**WHAT IS EXPECTED**
Return all of the records below verbatim.

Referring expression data

────

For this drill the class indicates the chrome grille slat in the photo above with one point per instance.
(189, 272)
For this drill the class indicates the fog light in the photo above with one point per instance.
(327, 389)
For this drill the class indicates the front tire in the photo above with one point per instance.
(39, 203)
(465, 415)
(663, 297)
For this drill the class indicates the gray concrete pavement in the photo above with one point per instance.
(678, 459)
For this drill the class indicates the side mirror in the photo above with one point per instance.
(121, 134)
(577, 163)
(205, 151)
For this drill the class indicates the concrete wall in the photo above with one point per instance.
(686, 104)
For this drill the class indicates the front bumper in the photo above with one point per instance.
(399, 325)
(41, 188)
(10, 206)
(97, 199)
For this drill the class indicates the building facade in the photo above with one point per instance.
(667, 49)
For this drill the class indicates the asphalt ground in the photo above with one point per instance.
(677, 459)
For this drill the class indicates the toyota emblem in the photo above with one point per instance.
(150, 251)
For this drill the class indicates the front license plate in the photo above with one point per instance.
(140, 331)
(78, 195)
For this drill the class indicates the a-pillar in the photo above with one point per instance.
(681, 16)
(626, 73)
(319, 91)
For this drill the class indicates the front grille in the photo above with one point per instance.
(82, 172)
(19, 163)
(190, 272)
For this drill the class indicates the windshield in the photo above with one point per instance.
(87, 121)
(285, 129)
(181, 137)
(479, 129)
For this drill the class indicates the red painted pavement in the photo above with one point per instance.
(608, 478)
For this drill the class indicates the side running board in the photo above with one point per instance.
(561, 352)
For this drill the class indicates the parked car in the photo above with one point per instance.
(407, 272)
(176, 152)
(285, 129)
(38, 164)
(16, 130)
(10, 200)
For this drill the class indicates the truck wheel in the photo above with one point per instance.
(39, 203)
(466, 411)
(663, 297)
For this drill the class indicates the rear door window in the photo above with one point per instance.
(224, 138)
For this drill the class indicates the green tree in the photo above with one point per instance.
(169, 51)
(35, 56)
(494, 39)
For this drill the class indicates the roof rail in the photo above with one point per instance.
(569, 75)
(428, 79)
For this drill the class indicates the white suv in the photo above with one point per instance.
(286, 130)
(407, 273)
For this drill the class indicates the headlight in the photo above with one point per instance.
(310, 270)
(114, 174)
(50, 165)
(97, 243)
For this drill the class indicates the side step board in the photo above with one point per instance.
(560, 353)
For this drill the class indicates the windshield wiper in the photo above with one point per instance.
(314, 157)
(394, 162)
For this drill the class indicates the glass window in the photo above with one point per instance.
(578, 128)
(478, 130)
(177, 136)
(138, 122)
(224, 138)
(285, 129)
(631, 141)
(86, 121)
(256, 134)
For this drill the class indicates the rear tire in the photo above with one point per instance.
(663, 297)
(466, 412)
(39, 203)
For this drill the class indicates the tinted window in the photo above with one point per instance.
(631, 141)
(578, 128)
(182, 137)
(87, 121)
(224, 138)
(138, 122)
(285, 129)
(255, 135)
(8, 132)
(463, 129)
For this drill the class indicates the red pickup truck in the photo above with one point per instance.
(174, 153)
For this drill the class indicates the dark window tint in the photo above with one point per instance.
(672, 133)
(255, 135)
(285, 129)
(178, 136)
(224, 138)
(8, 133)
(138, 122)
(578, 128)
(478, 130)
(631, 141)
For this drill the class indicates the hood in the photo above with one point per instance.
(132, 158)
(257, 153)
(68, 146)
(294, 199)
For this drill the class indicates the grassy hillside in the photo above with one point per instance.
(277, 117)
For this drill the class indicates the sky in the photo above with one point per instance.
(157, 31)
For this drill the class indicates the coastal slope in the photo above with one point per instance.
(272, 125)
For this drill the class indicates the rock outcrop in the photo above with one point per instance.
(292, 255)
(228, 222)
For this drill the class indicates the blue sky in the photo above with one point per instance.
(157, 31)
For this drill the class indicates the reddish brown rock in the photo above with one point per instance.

────

**SOLUTION BELOW**
For this drill the class indicates the chrome grille slat in the photo above with one point per instance.
(189, 272)
For this drill the class indicates the fog light in the photo above with one point per instance.
(327, 389)
For this drill the class indicates the front tire in the photo above with one point per instance.
(39, 203)
(465, 415)
(663, 297)
For this drill the class indicates the gray concrete pavement in the photo above with one point per instance.
(678, 459)
For this drill the class indicates the side mirror in the photo above with one point per instance.
(121, 134)
(577, 163)
(205, 151)
For this drill the class indicates the concrete wall in the photo above with one point per instance.
(686, 104)
For this drill the class indicates the front bumper in the photo above with one point per instance.
(399, 325)
(41, 188)
(10, 206)
(97, 199)
For this drill the class indicates the building facade in the photo above with one point per instance.
(667, 49)
For this drill the class indicates the asphalt ground in the photo above with one point per instance.
(677, 459)
For this drill the class indicates the toyota emblem in the photo above with one point per instance.
(150, 251)
For this drill the class indicates the front license plate in the photo above with one point per instance.
(140, 331)
(78, 195)
For this drill the class indicates the a-pillar in the photo above with one point per instance.
(681, 16)
(626, 73)
(319, 91)
For this drill the class indicates the front grille in the photo above with one point per instance.
(82, 172)
(19, 163)
(190, 272)
For this drill the class indicates the windshield in the photo above with one point per instance.
(87, 121)
(285, 129)
(181, 137)
(479, 129)
For this drill the class indicates the red painted pavement in the photo above with one point per instance.
(608, 478)
For this drill the class indicates the side running board in the photo above with one point per instance.
(561, 352)
For this drill the class indicates the parked car in the photo above with one point per instance.
(407, 272)
(176, 152)
(285, 129)
(38, 164)
(16, 130)
(10, 200)
For this drill the class indicates the truck wheel in the photo above with one point per instance.
(39, 203)
(466, 411)
(663, 297)
For this drill the class indicates the rear door window in the photo above with one point per instance.
(224, 138)
For this drill the class indicates the green tree in the photo above with one point per instance.
(169, 51)
(35, 56)
(494, 39)
For this drill the class indicates the roof rail in the photo above with one point per instance.
(569, 75)
(428, 79)
For this drill the class indicates the white suv in the photo above with one point per instance.
(286, 130)
(407, 273)
For this drill the class indicates the headlight in the photo above with one point per instance.
(310, 270)
(114, 174)
(50, 165)
(97, 243)
For this drill the class indicates the side step board in the photo above with one point per instance.
(560, 353)
For this drill the class indicates the windshield wiper in the photo above with one point per instance.
(314, 157)
(394, 162)
For this drill the class indicates the glass window in the photo above with one point per instance.
(578, 128)
(478, 130)
(177, 136)
(138, 122)
(224, 138)
(285, 129)
(631, 141)
(86, 121)
(256, 134)
For this drill the class indicates the rear tire in the photo above with one point per instance.
(663, 297)
(466, 412)
(39, 203)
For this drill the class indicates the tinted window in the photo above with one point per instance.
(631, 141)
(578, 128)
(182, 137)
(87, 121)
(224, 138)
(138, 122)
(285, 129)
(255, 135)
(8, 132)
(463, 129)
For this drill the class indicates the red pickup truck in the photo above with one point per instance.
(174, 153)
For this drill the class indicates the dark window tint in the photo above with one point per instance.
(672, 133)
(255, 135)
(285, 129)
(178, 136)
(224, 138)
(8, 133)
(138, 122)
(578, 128)
(478, 130)
(631, 141)
For this drill the class indicates the hood in the photo above with one point per instance.
(132, 158)
(257, 153)
(68, 146)
(294, 199)
For this drill the class indicates the grassy hillside in the photo above with one point per instance.
(277, 117)
For this drill the class indicates the sky in the photo above with one point per instance.
(157, 31)
For this drill the class indicates the coastal slope in the photo above with one point per instance.
(272, 125)
For this drill the class indicates the rock outcrop in the photo above with one point per instance.
(292, 255)
(228, 222)
For this drill the class indicates the blue sky in the photo above with one point per instance.
(157, 31)
For this drill the class indicates the reddish brown rock in the photo above with one point per instance.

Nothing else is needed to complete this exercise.